*** RECORDS Section Begins ***

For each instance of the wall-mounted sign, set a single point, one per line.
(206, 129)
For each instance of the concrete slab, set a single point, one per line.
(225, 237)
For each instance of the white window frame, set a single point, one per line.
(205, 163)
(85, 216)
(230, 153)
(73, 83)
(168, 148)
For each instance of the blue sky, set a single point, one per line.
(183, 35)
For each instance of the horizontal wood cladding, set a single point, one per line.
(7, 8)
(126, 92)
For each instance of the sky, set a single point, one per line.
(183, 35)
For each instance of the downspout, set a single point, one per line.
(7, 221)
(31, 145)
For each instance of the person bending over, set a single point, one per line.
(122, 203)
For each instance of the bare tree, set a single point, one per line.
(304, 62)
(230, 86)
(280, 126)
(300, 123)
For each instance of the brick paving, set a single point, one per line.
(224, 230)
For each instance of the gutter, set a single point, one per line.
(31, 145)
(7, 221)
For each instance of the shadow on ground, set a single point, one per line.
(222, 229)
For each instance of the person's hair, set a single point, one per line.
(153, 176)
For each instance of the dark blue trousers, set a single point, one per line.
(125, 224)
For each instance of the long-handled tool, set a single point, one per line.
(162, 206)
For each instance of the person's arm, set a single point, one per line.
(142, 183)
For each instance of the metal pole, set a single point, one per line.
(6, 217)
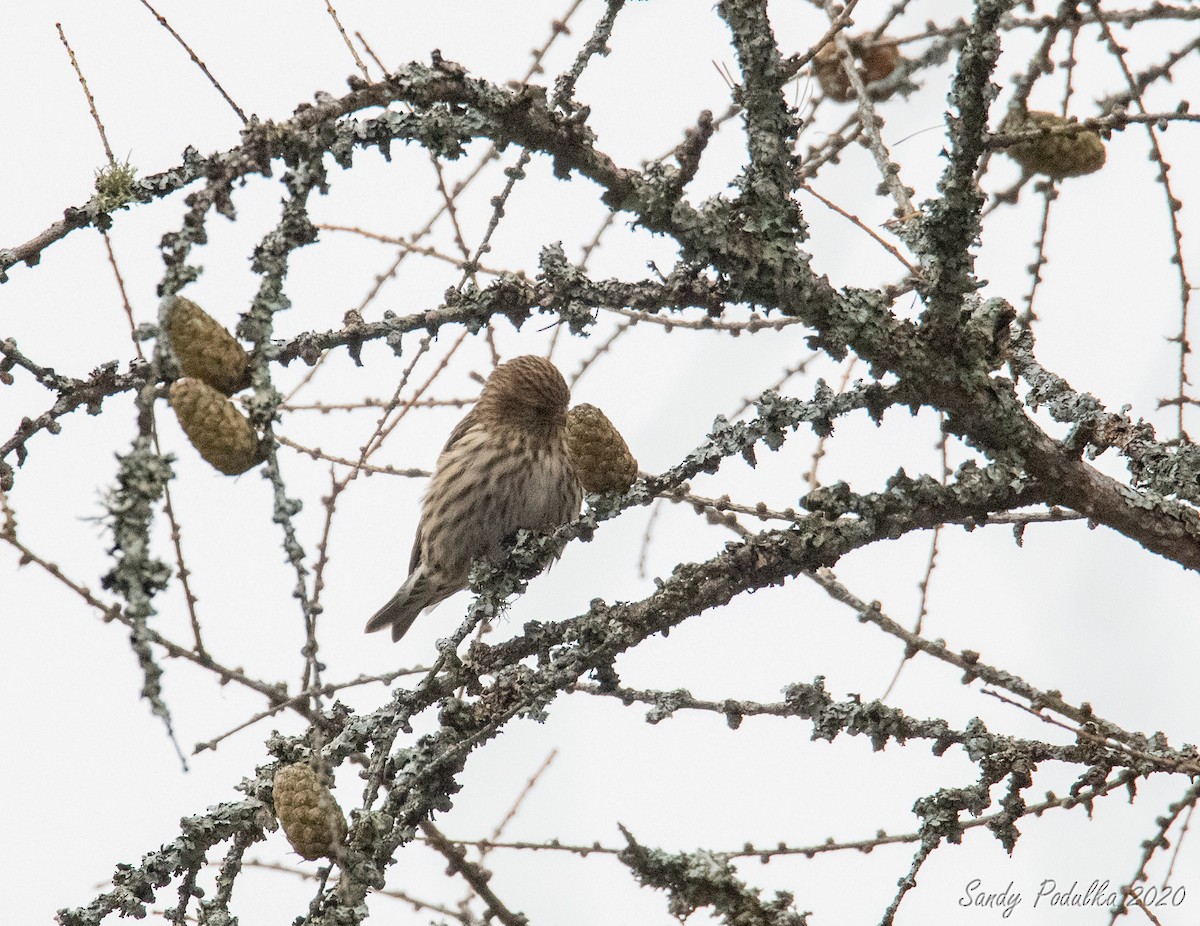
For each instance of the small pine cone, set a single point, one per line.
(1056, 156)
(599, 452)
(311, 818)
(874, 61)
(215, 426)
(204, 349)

*** RECORDS Section Ends ***

ACTION ITEM:
Render the data above verbatim and without pictures.

RESULT OF THIS TASK:
For each instance of the wall-mounted sign, set a single point, one per line.
(206, 129)
For each instance of the concrete slab, set a single point, one per line.
(225, 237)
For each instance of the white window frame, set a single point, one per line.
(205, 163)
(85, 216)
(230, 153)
(73, 83)
(168, 148)
For each instance of the blue sky, set a single point, one per line.
(183, 35)
For each instance of the horizontal wood cladding, set a single point, one per line.
(7, 8)
(126, 92)
For each instance of the sky, set a single point, one per line.
(183, 35)
For each instance of the downspout, set a single point, one per line.
(7, 221)
(31, 145)
For each instance of the person bending over, set a single point, one per line.
(122, 203)
For each instance of the bare tree, set a single point, one per line.
(304, 62)
(230, 86)
(280, 126)
(300, 123)
For each instance of the brick paving, set a single point, one per line.
(224, 230)
For each instance of the gutter, set a single point, one per line.
(31, 145)
(7, 221)
For each instance of the shadow on ground, set a single point, one per line.
(222, 229)
For each instance of the person's hair, set a single point, one per line.
(153, 176)
For each instance of the dark blue trousers, set a single point, one per line.
(125, 224)
For each instance of the long-handled tool, set a single point, one per line.
(162, 206)
For each instance of the person's arm, set a single point, one per line.
(142, 183)
For each instance of the metal pole, set a single point, one per line.
(6, 217)
For each instance of the small pine cone, set a single point, one per line.
(1056, 156)
(599, 452)
(311, 818)
(874, 61)
(215, 426)
(204, 349)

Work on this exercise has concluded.